Directions for this task: Return exactly the lines of the records below, starting at the line that contains "Target: building window" and ending at the line that contains "Target: white cloud", with both of those lines kept.

Available data START

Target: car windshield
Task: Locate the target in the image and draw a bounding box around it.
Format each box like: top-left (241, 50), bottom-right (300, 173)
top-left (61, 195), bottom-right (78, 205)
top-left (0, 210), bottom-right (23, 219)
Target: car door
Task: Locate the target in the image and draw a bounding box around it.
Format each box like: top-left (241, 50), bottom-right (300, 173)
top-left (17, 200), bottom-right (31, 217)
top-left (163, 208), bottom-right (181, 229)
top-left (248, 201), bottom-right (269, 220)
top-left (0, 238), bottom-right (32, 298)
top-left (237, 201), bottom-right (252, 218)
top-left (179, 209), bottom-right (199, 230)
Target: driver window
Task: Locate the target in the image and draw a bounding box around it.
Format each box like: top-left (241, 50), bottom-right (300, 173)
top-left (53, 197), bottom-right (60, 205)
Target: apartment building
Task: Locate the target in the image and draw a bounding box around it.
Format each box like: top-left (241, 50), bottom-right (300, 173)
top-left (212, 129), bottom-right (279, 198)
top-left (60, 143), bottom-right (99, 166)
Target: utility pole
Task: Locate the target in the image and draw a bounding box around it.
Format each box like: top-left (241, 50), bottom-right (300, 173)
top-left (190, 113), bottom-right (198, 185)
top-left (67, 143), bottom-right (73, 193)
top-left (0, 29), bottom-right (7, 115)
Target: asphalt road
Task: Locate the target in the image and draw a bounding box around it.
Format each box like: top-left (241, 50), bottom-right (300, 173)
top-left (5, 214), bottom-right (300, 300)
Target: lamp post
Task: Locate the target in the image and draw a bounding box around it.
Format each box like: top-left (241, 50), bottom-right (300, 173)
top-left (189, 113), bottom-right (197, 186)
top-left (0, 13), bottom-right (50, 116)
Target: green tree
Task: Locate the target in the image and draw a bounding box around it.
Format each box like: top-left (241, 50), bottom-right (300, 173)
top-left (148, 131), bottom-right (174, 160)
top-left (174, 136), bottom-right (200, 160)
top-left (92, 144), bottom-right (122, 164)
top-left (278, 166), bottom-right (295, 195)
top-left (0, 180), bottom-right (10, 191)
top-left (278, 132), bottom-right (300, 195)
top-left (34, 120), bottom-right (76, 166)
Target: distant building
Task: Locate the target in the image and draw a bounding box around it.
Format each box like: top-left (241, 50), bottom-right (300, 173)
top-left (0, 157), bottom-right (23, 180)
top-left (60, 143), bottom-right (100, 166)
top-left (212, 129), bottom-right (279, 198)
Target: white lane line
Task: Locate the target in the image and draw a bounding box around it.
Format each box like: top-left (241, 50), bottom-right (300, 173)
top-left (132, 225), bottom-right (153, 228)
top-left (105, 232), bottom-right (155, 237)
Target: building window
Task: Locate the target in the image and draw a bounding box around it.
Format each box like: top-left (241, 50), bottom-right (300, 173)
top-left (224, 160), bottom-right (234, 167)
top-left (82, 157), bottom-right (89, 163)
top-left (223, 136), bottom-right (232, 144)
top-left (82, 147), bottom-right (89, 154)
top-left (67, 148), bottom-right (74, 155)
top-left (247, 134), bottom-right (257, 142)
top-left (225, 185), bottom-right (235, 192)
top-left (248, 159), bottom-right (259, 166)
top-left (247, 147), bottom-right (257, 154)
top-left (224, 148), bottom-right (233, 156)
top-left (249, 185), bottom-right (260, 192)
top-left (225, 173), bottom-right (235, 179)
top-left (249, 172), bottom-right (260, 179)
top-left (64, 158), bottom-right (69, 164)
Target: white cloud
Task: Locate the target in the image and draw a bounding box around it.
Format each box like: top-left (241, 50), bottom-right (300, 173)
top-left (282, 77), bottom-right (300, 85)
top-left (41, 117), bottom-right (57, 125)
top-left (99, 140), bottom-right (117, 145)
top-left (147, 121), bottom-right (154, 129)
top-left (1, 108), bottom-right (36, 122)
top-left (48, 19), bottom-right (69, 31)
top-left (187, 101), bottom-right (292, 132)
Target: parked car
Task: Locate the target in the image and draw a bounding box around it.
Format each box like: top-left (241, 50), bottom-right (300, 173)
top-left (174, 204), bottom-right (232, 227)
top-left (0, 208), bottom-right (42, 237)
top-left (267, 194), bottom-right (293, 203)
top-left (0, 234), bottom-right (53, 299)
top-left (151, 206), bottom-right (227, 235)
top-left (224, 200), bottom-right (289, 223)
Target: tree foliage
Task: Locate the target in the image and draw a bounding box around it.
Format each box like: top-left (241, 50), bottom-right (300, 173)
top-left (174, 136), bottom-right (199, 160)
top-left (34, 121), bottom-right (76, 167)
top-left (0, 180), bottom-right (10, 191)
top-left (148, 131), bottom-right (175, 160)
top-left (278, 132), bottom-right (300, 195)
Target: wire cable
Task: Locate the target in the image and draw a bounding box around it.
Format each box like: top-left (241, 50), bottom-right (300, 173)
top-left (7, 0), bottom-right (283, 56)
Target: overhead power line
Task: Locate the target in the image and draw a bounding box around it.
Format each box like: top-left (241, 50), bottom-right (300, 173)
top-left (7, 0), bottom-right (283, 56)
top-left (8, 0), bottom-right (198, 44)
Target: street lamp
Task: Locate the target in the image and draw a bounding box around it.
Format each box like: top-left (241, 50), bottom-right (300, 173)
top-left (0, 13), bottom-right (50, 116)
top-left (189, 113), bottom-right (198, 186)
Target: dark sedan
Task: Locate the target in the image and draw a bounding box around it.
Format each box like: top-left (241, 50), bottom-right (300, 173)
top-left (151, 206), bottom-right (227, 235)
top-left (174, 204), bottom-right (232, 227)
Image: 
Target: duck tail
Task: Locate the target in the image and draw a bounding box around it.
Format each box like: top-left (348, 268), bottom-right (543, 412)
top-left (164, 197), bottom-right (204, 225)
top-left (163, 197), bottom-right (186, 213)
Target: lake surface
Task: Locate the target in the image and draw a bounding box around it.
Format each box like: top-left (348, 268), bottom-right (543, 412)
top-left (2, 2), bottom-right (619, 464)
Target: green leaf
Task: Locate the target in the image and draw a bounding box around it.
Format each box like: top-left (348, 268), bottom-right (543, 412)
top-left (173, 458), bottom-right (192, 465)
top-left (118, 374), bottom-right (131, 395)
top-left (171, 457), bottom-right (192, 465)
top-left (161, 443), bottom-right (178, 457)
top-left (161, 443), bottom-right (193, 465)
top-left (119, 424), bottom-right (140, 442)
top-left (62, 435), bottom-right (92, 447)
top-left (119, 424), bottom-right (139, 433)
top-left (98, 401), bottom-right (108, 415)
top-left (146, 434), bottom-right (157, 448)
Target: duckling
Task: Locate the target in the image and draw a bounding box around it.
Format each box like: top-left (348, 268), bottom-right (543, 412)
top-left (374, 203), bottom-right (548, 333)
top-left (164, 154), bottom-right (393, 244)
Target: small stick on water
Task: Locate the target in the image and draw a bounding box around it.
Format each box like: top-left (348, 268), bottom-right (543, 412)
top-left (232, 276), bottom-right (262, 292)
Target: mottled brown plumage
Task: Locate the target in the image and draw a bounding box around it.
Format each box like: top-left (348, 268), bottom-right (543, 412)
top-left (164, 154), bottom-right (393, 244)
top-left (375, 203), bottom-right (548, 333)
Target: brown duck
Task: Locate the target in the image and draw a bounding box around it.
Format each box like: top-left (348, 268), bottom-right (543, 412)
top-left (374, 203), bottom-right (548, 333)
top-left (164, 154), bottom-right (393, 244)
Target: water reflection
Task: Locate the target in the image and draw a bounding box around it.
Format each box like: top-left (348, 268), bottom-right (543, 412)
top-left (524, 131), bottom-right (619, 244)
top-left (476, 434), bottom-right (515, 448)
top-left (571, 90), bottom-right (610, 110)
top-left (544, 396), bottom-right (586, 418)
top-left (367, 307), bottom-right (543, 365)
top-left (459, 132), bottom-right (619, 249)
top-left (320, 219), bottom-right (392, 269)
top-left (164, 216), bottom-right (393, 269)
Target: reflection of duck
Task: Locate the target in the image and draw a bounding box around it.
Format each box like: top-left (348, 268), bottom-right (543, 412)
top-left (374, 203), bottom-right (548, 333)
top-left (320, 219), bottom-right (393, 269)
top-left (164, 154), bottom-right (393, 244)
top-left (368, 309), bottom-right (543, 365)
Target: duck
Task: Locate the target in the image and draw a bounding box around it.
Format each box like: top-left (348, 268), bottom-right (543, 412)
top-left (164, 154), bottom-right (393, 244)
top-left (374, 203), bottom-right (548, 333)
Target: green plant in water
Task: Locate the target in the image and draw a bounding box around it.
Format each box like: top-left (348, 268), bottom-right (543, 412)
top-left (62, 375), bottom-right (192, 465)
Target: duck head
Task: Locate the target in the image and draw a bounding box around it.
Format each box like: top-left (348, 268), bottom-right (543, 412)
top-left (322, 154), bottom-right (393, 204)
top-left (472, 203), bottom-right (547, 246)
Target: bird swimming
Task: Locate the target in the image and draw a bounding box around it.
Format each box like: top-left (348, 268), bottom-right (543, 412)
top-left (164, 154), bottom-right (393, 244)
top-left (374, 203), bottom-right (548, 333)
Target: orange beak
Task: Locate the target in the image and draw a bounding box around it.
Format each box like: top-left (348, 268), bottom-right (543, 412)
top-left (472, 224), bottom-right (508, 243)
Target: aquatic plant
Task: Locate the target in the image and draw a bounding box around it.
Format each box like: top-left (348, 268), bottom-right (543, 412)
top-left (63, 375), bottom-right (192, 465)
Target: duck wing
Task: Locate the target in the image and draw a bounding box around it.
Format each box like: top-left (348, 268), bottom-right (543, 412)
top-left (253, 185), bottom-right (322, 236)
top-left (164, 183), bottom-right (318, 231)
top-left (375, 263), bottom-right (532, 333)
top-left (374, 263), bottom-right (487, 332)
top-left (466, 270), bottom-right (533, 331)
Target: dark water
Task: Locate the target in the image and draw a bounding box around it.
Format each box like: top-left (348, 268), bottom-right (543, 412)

Available data END

Response to this task:
Target: building window
Task: Locate the target in the image and draw a bounding box around it.
Format each box like: top-left (241, 50), bottom-right (300, 173)
top-left (224, 160), bottom-right (234, 167)
top-left (82, 157), bottom-right (89, 163)
top-left (223, 136), bottom-right (232, 144)
top-left (82, 147), bottom-right (89, 154)
top-left (67, 148), bottom-right (74, 155)
top-left (247, 134), bottom-right (257, 142)
top-left (225, 185), bottom-right (235, 192)
top-left (248, 159), bottom-right (259, 166)
top-left (247, 147), bottom-right (257, 154)
top-left (224, 148), bottom-right (233, 156)
top-left (249, 185), bottom-right (260, 192)
top-left (225, 173), bottom-right (235, 179)
top-left (249, 172), bottom-right (260, 179)
top-left (64, 158), bottom-right (69, 164)
Target: white cloud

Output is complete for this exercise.